Problem details – Continue the discussion of 2010 versus 2009 cigarette shipment results, picking up right after its final sentence.

2010 compared with 2009

The following discussion compares our consolidated operating results for the year ended December 31, 2010, with the year ended December 31, 2009.

Our cigarette shipment volume of 899.9 billion units increased 35.8 billion (4.1%), due primarily to gains in:

 

   

Asia, driven by growth in Indonesia, reflecting a higher total market; Korea, driven by higher share; and the favorable impact of the business combination with Fortune Tobacco Corporation in the Philippines of 57.4 billion units; partially offset by Japan, due to the lower total market reflecting the impact of the October 1, 2010, tax-driven retail price increases and unfavorable trade inventory movements, partly offset by higher market share; and

 

   

Latin America & Canada, mainly due to Canada, reflecting a higher tax-paid market, and Mexico, partially driven by trade inventory movements ahead of the January 1, 2011, excise tax increase.

These gains were partially offset by declines in:

 

   

the European Union, primarily reflecting lower total markets, notably in the Baltic States, Greece, Poland and Spain, driven by tax-driven price increases and adverse economic conditions; and lower market share, mainly in the Czech Republic, Germany, Greece and Portugal; and

 

   

EEMA, primarily due to: Romania, reflecting a lower total market and lower market share following excise tax increases in 2009 and January and July 2010, as well as unfavorable trade inventory movements; Turkey, reflecting the unfavorable impact of a significant excise tax increase in January 2010; and Ukraine, reflecting the unfavorable impact of steep tax-driven price increases in January and July 2010; partially offset by increases in Russia, due primarily to higher market share and favorable distributor inventory movements; and North Africa, primarily Algeria, reflecting higher market share.

Data excerpts –

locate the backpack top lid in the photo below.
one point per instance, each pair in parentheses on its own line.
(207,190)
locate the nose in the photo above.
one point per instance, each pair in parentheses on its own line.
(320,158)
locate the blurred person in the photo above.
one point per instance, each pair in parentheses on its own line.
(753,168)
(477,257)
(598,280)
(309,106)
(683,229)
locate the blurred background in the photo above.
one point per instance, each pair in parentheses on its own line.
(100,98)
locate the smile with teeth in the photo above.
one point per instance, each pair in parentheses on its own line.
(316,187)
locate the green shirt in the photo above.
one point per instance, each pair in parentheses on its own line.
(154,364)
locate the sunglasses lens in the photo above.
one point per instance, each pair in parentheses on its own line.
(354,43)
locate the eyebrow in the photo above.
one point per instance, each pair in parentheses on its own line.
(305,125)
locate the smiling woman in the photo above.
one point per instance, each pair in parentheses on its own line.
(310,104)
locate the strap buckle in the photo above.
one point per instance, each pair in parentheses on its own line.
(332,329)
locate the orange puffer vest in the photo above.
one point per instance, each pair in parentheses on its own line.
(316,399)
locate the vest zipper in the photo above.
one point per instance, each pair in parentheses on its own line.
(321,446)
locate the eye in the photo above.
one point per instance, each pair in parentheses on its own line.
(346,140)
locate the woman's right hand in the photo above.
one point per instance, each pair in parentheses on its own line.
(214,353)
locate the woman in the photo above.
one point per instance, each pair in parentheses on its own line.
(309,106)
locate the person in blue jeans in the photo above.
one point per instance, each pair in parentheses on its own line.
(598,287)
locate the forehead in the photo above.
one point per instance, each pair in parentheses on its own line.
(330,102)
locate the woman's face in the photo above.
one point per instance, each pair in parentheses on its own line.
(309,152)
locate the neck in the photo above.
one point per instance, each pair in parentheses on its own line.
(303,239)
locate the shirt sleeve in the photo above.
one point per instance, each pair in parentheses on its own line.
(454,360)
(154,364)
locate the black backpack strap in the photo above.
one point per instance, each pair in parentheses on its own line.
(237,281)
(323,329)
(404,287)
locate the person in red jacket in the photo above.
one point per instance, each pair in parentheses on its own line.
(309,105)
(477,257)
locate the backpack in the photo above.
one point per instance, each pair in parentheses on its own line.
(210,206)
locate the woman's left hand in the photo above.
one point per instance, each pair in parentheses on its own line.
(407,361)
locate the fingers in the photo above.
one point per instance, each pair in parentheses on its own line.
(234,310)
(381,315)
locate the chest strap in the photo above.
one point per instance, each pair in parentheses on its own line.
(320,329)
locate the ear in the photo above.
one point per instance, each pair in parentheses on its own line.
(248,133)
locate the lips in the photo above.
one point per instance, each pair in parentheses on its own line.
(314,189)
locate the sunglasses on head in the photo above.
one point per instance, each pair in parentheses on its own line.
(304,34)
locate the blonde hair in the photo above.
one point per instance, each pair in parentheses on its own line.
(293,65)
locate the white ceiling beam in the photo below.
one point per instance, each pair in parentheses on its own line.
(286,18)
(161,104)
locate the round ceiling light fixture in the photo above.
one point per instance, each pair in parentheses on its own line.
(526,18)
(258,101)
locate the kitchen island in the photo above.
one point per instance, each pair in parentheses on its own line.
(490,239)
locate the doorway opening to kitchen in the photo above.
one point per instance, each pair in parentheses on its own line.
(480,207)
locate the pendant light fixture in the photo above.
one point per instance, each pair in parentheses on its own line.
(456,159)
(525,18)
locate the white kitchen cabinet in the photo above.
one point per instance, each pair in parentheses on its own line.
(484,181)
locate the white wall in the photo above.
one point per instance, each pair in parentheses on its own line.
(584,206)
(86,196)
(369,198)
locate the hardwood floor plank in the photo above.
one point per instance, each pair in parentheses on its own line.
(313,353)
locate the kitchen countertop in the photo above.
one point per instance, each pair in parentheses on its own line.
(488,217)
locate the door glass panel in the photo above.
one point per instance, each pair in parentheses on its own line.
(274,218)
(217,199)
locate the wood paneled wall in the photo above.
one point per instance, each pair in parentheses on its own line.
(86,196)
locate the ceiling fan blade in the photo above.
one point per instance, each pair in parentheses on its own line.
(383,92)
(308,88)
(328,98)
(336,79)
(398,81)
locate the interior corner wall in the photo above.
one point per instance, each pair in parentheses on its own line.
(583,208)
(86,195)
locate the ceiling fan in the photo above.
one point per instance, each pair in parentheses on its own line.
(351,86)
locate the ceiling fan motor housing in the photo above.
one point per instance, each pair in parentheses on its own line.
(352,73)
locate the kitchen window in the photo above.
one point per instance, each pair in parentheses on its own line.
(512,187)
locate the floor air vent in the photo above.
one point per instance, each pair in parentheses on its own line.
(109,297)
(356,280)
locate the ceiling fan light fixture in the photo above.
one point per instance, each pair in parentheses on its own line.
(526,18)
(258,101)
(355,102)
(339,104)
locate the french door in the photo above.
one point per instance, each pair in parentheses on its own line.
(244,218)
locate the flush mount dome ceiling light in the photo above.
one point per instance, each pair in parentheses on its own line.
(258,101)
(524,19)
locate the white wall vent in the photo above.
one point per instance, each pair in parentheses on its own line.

Final result –
Excluding acquisitions (primarily the business combination with Fortune Tobacco Corporation in the Philippines), our cigarette shipment volume was down 2.5%.

Our market share performance was stable or registered growth in a number of markets, including Algeria, Argentina, Belgium, Brazil, Egypt, Indonesia, Japan, Korea, Mexico, the Netherlands, Pakistan, Poland, Russia, Singapore, Switzerland and Thailand.

Total cigarette shipments of Marlboro of 297.4 billion units were down by 1.5%, due primarily to a decrease in the European Union of 5.8%, mainly reflecting: lower share in Germany, lower share in Greece, driven by excise tax and VAT-driven price increases, and a lower total market in Spain; a decrease in EEMA of 1.5%, primarily due to Turkey, reflecting tax-driven price increases; Romania and Russia, partially offset by strong growth in North Africa; an increase in Asia of 3.0%, led by growth in Korea and the Philippines, offset by Japan following the significant tax increase of October 1, 2010; and growth in Latin America and Canada of 2.1%, driven by Colombia and Mexico.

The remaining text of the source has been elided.